**GIVEN PASSAGE**
*-*-*

Despite the setback, we got there well before 10 AM. For the first hour or so, we had the place to ourselves.
First, the Birds
Three different species of penguins were at the lowest level of the aquarium and watching their antics were a great way to start the day.
He observed an individual little blue penguin (the one on the top right with the green identification beads on his wing) for ten minutes, recording his activities on the chart.
After that, we just wound our way upwards to the upper levels. The Giant Ocean Tank filled the middle of the aquarium, with myriad smaller tanks all around.
Lingering at one of the smaller tanks, my student was determined to find a miniature crab. We waited and watched. Nothing. But then he noticed the elephant in the room, or, rather, the goliath grouper in the tank. It was huge and lumbering but seemed quite at home in the cramped quarters. We were amazed to see it emerge from its preferred place in the back of the tank and easily navigate around the rocks and other fish.
Amazon predates the Internet
In one tank, we saw actual piranhas...
...and in another, there was a huge snake: an anaconda! My student reported three snakes, but I have a feeling it was all the same snake. Notice the discarded snakeskin floating on the left. Yikes.

*-*-*

(Data records)
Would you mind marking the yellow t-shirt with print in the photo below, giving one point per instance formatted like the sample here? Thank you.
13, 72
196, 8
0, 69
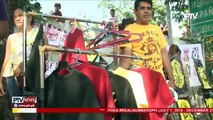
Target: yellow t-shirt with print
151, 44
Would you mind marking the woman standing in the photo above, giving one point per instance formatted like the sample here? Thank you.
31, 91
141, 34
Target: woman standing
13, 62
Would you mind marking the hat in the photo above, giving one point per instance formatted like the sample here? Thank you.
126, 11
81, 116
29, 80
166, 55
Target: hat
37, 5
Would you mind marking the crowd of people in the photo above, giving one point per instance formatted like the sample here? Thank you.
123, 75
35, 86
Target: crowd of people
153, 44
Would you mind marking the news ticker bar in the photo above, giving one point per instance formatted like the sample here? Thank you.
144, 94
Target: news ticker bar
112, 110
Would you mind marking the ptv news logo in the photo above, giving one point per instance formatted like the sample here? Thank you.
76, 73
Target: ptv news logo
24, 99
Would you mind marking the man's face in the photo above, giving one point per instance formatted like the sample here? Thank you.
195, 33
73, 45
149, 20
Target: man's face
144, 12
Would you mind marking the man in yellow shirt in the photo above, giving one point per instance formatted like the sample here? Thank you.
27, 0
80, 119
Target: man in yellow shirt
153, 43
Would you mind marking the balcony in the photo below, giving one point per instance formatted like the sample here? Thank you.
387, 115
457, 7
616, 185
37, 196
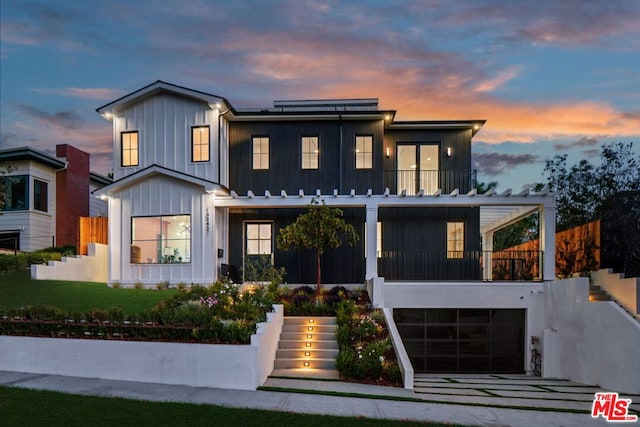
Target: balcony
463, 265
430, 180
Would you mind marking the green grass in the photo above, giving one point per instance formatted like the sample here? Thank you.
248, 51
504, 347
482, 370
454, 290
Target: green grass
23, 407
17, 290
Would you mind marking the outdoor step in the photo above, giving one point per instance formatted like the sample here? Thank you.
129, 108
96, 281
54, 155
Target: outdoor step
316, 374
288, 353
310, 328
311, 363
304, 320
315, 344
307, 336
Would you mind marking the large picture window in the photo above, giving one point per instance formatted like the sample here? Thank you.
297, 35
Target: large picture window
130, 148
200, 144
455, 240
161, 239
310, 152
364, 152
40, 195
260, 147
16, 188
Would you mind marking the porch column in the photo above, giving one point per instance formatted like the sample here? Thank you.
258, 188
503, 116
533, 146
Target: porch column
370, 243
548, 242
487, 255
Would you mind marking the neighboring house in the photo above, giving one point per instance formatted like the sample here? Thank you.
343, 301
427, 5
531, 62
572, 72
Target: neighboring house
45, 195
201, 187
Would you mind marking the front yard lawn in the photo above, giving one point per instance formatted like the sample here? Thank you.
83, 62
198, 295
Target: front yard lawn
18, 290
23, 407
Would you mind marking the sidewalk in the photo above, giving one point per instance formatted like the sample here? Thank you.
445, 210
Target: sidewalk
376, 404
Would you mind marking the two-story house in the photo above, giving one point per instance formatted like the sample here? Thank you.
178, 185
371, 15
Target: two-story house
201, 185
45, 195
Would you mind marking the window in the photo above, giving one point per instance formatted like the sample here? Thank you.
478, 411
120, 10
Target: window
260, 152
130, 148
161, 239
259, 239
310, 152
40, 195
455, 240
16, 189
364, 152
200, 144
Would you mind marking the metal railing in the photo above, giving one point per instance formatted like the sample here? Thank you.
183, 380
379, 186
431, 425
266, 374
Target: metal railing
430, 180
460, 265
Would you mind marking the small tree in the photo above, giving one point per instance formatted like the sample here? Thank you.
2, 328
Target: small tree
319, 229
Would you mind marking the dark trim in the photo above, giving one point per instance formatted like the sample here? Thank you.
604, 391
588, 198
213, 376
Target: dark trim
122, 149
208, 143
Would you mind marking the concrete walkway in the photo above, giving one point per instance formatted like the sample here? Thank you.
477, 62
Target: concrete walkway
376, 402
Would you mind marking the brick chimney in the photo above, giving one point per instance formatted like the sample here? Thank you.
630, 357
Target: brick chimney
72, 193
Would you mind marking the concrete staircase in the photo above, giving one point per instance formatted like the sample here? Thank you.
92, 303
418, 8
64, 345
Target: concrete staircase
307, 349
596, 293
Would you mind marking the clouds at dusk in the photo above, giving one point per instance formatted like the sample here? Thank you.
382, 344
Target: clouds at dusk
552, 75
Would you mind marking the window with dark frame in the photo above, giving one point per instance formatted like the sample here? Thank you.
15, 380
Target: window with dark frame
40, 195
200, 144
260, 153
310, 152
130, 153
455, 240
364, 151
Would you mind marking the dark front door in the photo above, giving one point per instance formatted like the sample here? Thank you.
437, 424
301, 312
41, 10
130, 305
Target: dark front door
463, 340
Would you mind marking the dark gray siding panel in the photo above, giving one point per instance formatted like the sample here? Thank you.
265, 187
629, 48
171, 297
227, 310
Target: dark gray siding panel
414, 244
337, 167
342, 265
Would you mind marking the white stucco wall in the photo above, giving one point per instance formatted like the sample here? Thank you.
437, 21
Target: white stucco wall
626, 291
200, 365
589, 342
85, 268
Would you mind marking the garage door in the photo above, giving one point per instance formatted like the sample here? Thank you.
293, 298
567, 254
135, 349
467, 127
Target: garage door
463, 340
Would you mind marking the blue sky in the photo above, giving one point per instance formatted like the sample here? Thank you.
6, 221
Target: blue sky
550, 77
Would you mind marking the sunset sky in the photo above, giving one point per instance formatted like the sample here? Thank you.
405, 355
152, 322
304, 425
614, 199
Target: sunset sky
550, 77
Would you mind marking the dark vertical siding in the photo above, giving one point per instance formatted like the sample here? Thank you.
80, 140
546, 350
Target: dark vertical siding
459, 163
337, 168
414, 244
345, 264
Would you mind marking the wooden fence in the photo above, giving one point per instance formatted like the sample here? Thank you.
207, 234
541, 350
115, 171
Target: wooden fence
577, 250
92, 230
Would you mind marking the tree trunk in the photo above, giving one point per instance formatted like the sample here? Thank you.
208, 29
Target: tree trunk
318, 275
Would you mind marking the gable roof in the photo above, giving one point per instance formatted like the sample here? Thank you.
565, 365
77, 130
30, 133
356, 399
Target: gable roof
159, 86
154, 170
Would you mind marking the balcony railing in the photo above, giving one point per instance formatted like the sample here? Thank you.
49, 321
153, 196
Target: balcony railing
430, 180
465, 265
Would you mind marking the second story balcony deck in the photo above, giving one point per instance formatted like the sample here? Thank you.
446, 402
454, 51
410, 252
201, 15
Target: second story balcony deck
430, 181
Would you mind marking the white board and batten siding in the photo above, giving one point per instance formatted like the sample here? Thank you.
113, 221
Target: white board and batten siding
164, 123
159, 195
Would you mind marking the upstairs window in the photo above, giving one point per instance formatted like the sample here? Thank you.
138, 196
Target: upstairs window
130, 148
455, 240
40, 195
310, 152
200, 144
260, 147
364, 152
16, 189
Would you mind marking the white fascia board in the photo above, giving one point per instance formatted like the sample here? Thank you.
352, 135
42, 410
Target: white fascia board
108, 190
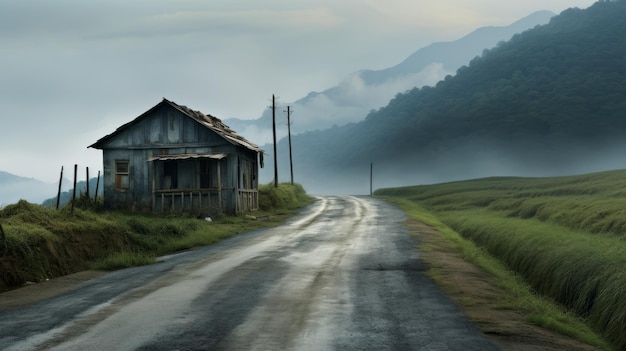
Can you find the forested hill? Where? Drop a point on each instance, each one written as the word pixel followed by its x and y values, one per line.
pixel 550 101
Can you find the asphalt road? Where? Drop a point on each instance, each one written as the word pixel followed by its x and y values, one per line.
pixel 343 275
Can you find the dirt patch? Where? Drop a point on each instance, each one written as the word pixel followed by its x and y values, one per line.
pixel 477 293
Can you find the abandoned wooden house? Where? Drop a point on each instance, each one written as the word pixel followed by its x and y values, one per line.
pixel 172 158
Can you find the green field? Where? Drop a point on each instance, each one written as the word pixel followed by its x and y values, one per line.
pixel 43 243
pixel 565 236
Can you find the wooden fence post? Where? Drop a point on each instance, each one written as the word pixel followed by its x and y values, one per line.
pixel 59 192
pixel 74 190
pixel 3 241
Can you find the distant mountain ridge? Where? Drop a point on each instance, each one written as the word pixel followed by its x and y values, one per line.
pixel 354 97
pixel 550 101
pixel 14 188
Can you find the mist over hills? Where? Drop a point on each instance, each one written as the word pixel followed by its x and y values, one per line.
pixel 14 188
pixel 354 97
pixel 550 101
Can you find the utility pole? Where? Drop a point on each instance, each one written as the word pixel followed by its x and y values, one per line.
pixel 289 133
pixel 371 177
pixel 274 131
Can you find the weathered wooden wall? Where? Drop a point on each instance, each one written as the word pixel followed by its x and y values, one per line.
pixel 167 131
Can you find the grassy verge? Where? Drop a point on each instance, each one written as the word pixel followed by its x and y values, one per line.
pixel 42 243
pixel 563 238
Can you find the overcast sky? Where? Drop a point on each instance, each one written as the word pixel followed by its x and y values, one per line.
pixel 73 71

*-*-*

**TASKS AND EXERCISES**
[1] Decide whether each statement agrees with the aquarium passage, answering yes or no and quoting the exact words that settle it: (a) The visitors arrived after 10 AM. (b) The penguins were on the lowest level of the aquarium. (c) The goliath grouper stayed hidden in the back of its tank the whole time.
[2] List each kind of animal the aquarium passage names, giving the most specific name it uses for each.
[3] Set down the aquarium passage word for word, starting with "Lingering at one" and going on through "saw actual piranhas...".
The rows aren't needed for anything here.

**FULL SOLUTIONS**
[1]
(a) No: "we got there well before 10 AM."
(b) Yes: "Three different species of penguins were at the lowest level of the aquarium"
(c) No: "We were amazed to see it emerge from its preferred place in the back of the tank"

[2] little blue penguin, miniature crab, goliath grouper, piranhas, anaconda

[3]
Lingering at one of the smaller tanks, my student was determined to find a miniature crab. We waited and watched. Nothing. But then he noticed the elephant in the room, or, rather, the goliath grouper in the tank. It was huge and lumbering but seemed quite at home in the cramped quarters. We were amazed to see it emerge from its preferred place in the back of the tank and easily navigate around the rocks and other fish.
Amazon predates the Internet
In one tank, we saw actual piranhas...